Passage to read |
So, depending on how you construct your “box” in terms of time and qualifying events, you can perceive bad things happen in any grouping you want, and in any number you want. “Two things” does not seem significant, so three, then.
When it comes to true Poisson processes, however, there is a very real phenomenon, called Poisson clumping, that can play tricks with your mind, and make it seem like there are unnatural groupings of events. If you want to see how this works mathematically, read on.
Recall that Poisson processes are events that happen randomly over time, yet have a consistent “average count” of occurrences within any specified period of time. If that time period is short enough, and if that count of occurrences is small enough, then a unique “Poisson probability” pattern emerges, looking somewhat like a “normal” curve, but squashed toward left side, which represents zero occurrences happening within the specified timeframe.

Data provided |
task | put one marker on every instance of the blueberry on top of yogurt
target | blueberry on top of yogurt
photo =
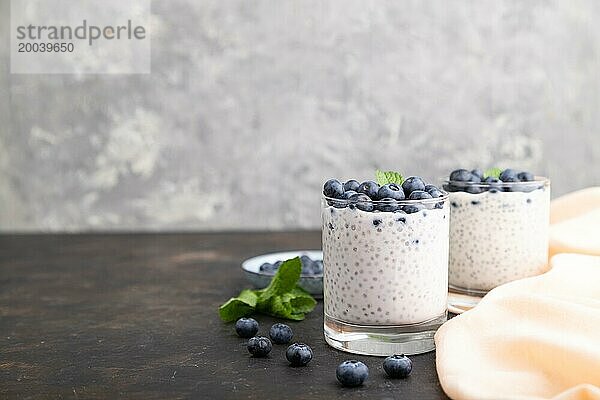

Instructions |
A: In the passage on Poisson clumping, what does the left side of the squashed Poisson probability curve represent?
B: Return everything from "When it comes" down to "mathematically, read on." in the passage on Poisson clumping, word for word.

Full solutions |
A: Zero occurrences happening within the specified timeframe.

B:
When it comes to true Poisson processes, however, there is a very real phenomenon, called Poisson clumping, that can play tricks with your mind, and make it seem like there are unnatural groupings of events. If you want to see how this works mathematically, read on.